━━━ Фрагмент документа ━━━

Если же говорить серьезно, то выбор материала является вторичным по отношению к выбору конструктивно-силовой схемы. Это очень интересная тема, но объяснить ее «на пальцах», без формул и чертежей, достаточно сложно. Для некоторого представления приведем два примера: байдарка и яйцо. Байдарка представляет собой каркас из легких дюралевых трубок, на который надевается тканевая обшивка. Обшивка отделяет воду от туриста, прочность же конструкции обеспечивается каркасом. Ткань можно и вовсе снять – каркас от этого не станет менее прочным; на нем можно будет сидеть или использовать его в качестве мостика через ручей. По науке это называется «пространственная ферма с неработающей обшивкой».
В яйце нет никакого каркаса. Прочность – причем весьма высокую – обеспечивает одна только скорлупа. Главным условием сохранения прочности является устойчивость (неизменность формы) оболочки. Пока внутри скорлупы есть содержимое («подкрепленная тонкостенная оболочка») сломать яйцо в кулаке сможет только очень сильный человек. Пустую скорлупу («неподкрепленная оболочка») сломает даже ребенок.
«Москито»
Яйцо и байдарка – два диаметрально противоположных полюса; реальные конструктивно-силовые схемы фюзеляжа и крыла самолета могли быть и ферменными (каркас из тонких труб, обтянутых полотном), и оболочечными (толстая «работающая» обшивка с небольшим числом подкрепляющих шпангоутов), и смешанными (относительно тонкая обшивка с большим числом продольных лонжеронов/стрингеров и поперечных шпангоутов). Выбор конструктивно-силовой схемы предопределяет и оптимальный набор материалов. Жесткую ферму удобнее всего сварить из стальных труб и обтянуть полотном. Работающую оболочку с минимальным числом подкрепляющих элементов лучше выклеить из древесного шпона (тонкая дюралевая, тем паче – стальная, оболочка равного веса окажется настолько тонкой, что произойдет местная потеря устойчивости). Смешанная конструкция крыла предполагает использование высокопрочных стальных продольных элементов (полки лонжеронов) в сочетании с подкрепленной нервюрами относительно тонкой дюралевой оболочкой.

━━━

▸ Задание к выполнению 1
Ответьте по фрагменту документа:
(а) Из чего сделан каркас байдарки?
(б) Кто, по словам фрагмента, сломает пустую скорлупу?
(в) Из чего удобнее всего сварить жесткую ферму?
Фрагмент документа и листинг никак не связаны друг с другом.

━━━ Исходные данные ━━━

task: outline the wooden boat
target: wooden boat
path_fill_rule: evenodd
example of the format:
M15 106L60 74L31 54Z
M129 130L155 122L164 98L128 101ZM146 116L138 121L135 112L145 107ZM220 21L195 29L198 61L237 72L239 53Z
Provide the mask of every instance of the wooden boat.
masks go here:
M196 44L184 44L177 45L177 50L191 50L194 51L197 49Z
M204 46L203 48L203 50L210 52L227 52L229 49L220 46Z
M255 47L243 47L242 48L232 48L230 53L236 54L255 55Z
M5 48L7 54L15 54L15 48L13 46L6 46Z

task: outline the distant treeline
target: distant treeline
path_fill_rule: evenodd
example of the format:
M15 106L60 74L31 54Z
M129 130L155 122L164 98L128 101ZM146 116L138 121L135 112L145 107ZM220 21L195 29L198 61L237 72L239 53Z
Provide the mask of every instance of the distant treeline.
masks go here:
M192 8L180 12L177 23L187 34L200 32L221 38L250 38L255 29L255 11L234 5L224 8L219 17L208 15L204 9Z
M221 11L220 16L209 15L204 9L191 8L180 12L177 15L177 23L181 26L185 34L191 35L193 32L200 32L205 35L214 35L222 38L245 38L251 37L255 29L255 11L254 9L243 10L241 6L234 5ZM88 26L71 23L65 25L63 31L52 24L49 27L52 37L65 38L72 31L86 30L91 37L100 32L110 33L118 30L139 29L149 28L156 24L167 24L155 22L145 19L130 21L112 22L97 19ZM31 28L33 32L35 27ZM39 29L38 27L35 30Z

━━━
━━━ Исходные данные ━━━

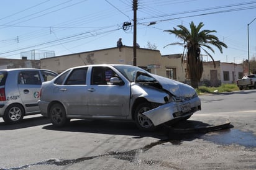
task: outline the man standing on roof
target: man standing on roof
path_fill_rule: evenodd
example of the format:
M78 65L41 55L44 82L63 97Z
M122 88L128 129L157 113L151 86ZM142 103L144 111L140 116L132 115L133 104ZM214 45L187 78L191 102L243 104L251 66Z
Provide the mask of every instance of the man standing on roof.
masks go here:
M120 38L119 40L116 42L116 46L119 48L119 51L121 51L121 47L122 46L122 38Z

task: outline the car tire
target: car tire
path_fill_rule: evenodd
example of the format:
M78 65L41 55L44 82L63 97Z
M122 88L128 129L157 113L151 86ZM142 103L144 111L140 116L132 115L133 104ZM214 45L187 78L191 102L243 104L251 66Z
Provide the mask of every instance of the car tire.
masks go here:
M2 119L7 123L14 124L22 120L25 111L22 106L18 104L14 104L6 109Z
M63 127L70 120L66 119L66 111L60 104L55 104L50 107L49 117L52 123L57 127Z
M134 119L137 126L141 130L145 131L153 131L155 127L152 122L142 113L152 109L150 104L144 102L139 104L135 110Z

━━━
━━━ Исходные данные ━━━

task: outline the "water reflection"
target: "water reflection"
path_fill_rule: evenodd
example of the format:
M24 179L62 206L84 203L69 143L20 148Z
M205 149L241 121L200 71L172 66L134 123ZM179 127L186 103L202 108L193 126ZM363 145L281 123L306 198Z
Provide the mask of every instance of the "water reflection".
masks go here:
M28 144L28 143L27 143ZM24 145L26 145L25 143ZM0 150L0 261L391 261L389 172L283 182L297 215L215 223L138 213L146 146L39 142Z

━━━

▸ Задание к выполнению 2
Воспроизведите без изменений строки листинга, начиная со строки, где есть «task: outline the wooden boat», и заканчивая строкой, где есть «M5 48L7 54L15 54L15 48L13 46L6 46Z», включая обе.

▸ Готовый ответ 1
(а) Из легких дюралевых трубок.
(б) Даже ребенок.
(в) Из стальных труб.

▸ Готовый ответ 2
task: outline the wooden boat
target: wooden boat
path_fill_rule: evenodd
example of the format:
M15 106L60 74L31 54Z
M129 130L155 122L164 98L128 101ZM146 116L138 121L135 112L145 107ZM220 21L195 29L198 61L237 72L239 53Z
Provide the mask of every instance of the wooden boat.
masks go here:
M196 44L184 44L177 45L177 50L191 50L194 51L197 49Z
M204 46L203 48L203 50L210 52L227 52L229 49L220 46Z
M255 47L243 47L242 48L232 48L230 53L236 54L255 55Z
M5 48L7 54L15 54L15 48L13 46L6 46Z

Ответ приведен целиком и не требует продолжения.